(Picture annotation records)
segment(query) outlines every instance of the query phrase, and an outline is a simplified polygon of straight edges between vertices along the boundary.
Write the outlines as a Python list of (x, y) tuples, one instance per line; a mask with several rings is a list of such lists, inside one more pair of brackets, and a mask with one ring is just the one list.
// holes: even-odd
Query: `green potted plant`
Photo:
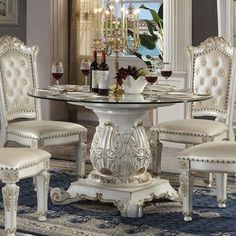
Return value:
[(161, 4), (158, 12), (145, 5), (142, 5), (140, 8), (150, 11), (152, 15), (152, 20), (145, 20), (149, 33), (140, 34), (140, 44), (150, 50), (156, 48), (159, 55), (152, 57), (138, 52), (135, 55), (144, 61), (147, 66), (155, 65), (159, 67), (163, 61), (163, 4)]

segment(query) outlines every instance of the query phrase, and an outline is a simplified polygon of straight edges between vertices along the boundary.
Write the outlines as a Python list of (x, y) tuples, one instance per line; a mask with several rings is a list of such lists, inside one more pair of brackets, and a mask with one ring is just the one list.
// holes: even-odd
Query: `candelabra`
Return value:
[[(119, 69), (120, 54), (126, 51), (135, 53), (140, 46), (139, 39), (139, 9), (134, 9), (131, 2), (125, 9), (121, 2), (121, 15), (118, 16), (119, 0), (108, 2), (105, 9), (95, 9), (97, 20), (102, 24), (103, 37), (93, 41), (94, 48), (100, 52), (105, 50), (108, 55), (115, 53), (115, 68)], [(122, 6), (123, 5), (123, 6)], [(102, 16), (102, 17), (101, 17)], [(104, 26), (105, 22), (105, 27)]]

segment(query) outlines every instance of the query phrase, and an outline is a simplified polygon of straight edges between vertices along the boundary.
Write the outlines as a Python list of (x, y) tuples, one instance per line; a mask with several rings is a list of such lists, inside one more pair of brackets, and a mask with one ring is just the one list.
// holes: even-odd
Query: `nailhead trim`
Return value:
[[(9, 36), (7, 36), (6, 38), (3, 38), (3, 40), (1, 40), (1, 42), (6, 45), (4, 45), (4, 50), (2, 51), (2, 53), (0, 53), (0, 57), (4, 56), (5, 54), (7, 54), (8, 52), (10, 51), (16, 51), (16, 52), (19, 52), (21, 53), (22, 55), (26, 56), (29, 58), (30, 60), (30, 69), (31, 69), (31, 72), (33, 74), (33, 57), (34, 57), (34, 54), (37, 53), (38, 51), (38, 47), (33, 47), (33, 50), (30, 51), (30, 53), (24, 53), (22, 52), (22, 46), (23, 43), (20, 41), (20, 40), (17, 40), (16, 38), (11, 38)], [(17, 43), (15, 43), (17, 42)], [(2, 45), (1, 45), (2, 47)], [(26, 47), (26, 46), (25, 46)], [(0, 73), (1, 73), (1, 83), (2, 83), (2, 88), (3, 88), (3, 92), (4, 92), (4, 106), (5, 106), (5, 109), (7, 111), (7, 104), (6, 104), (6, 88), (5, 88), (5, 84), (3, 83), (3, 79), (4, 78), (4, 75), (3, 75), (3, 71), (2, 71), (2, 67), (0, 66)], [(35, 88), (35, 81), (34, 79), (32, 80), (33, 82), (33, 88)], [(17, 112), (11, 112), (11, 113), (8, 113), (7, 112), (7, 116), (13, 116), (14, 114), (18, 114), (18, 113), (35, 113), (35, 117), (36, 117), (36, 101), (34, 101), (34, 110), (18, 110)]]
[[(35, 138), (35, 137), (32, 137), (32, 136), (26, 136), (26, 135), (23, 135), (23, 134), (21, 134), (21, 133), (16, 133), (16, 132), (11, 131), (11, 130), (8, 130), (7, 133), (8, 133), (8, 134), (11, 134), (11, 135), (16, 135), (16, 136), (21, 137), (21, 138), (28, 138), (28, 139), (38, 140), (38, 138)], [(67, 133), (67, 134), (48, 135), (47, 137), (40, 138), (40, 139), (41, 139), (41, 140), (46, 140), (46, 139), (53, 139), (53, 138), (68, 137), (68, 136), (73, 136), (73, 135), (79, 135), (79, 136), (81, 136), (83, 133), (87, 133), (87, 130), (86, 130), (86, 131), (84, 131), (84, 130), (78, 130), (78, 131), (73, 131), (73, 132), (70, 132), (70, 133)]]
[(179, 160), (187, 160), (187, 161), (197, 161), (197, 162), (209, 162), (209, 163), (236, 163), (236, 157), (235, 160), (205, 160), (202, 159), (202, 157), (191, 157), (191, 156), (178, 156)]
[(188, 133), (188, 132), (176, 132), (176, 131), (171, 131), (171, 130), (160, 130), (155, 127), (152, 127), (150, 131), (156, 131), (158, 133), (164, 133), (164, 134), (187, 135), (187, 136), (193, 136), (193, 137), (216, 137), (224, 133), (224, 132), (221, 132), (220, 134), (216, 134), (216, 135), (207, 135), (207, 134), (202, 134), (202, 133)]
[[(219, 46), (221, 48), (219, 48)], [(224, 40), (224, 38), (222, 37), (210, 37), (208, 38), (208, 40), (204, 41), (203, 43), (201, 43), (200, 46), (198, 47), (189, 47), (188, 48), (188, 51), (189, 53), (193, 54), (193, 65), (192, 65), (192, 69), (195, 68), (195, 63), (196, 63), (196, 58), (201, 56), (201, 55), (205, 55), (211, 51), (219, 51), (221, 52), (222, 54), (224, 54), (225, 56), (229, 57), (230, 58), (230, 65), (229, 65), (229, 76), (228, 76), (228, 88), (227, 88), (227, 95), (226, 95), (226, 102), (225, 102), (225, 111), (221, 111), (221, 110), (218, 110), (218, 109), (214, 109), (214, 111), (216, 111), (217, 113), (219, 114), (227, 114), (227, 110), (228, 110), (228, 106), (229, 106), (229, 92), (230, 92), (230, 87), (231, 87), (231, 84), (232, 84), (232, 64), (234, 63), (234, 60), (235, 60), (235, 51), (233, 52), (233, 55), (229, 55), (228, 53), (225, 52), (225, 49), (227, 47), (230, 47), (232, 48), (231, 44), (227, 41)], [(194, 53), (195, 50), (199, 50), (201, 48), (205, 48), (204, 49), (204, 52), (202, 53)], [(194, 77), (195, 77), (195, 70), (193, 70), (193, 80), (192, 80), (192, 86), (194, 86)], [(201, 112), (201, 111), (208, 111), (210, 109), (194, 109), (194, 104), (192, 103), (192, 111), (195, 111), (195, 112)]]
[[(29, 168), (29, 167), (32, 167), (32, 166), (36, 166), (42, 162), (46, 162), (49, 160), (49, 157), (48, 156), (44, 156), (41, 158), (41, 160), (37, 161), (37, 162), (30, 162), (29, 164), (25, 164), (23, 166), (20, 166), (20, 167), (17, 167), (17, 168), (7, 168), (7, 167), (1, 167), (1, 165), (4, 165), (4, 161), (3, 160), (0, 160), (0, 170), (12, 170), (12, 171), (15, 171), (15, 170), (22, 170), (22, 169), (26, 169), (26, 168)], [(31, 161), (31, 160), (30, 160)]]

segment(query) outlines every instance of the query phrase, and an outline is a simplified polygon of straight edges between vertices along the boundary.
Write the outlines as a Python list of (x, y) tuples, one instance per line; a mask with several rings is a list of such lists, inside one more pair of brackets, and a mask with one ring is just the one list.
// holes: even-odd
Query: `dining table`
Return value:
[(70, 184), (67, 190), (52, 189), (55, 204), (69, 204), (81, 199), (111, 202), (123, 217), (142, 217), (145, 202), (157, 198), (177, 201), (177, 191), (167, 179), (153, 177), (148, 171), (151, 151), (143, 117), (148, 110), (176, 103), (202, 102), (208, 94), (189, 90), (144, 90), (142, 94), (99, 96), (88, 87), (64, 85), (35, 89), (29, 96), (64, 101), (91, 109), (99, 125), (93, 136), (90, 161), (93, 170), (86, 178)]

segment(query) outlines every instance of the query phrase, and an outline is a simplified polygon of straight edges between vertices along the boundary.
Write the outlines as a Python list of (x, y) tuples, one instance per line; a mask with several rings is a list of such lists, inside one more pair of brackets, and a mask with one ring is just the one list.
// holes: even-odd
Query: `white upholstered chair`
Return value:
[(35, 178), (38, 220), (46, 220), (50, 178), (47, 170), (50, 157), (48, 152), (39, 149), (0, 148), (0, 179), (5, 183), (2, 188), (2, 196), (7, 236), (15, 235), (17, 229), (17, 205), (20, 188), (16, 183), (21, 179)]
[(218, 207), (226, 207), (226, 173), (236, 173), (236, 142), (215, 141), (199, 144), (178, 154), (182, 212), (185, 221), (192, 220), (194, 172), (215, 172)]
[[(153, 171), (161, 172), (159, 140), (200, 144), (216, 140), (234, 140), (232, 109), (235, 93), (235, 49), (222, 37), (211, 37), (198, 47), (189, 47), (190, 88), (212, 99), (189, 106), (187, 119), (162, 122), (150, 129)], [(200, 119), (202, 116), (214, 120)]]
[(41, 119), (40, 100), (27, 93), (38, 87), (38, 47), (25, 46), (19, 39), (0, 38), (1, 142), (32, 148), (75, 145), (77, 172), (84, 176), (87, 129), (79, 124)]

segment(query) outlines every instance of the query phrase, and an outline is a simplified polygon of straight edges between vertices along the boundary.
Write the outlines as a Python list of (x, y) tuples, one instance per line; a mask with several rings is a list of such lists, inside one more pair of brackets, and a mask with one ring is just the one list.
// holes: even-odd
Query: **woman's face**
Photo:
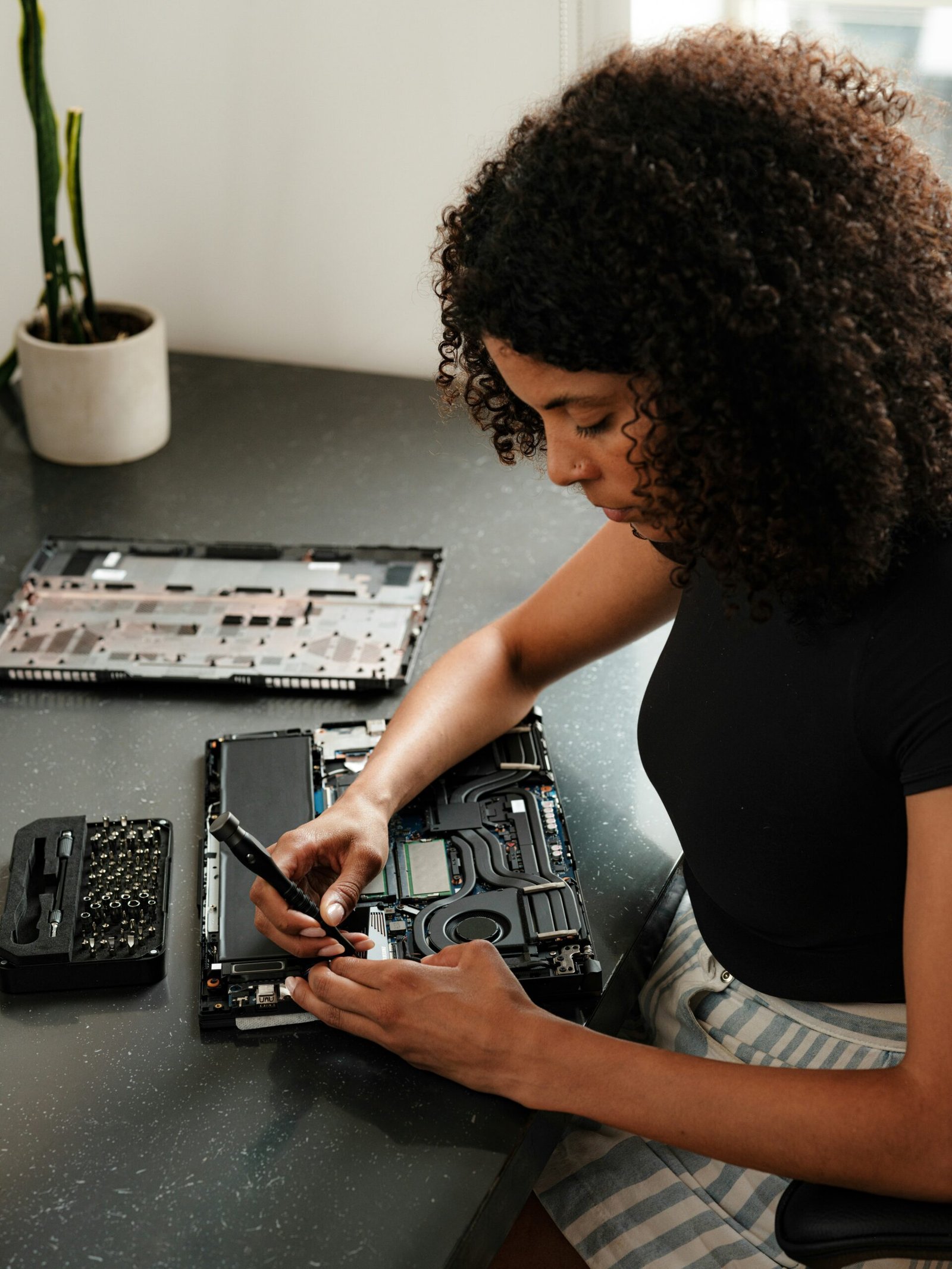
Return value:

● **YOUR TASK**
Arrange the data from its first line through the line containing "22), (105, 27)]]", both included, as a Markdown table with the columns Row and Line text, skipping blank lines. Leave the pictures out of the table.

● **RESPONSE TO THE TASK**
| Row | Line text |
|---|---|
| 1 | segment(query) outlines every instance of the query phrase, and an outline is a simplified polygon of straight edges between vertices along the boundary. |
| 2 | Write the outlines as a Python list of (x, y) tuples, one instance per line; a mask with several rings is a list of such lists, inside one more pair of brackets, and a mask with one ring is just the one list. |
| 3 | // holes: even-odd |
| 4 | Query: `green potted plant` |
| 5 | Photo: |
| 6 | Return value: |
| 7 | [(161, 4), (158, 12), (145, 5), (142, 5), (140, 8), (150, 11), (152, 15), (152, 20), (145, 20), (149, 33), (140, 34), (140, 44), (150, 50), (156, 48), (159, 55), (152, 57), (138, 52), (135, 55), (144, 61), (147, 66), (155, 65), (159, 67), (163, 61), (163, 4)] |
| 8 | segment(query) outlines every instance of the query phrase, and an outline is a simplified polygon of straight edges between vertices along the boundary. |
| 9 | Write the outlines as a Python list of (x, y) tuples, one instance per line; a mask with several rings is a list of such lists, inside one more pair of brackets, and a mask with one ring is just the one list. |
| 10 | // holes: even-odd |
| 11 | Query: `candelabra` |
| 12 | Return value: |
| 13 | [[(119, 69), (120, 54), (126, 51), (135, 53), (140, 46), (139, 39), (139, 9), (134, 9), (131, 2), (125, 9), (121, 2), (121, 15), (118, 16), (119, 0), (108, 2), (105, 9), (95, 9), (97, 20), (102, 24), (103, 37), (93, 41), (94, 48), (100, 52), (105, 50), (108, 55), (115, 53), (115, 68)], [(122, 6), (123, 5), (123, 6)], [(102, 16), (102, 17), (101, 17)], [(104, 26), (105, 22), (105, 27)]] |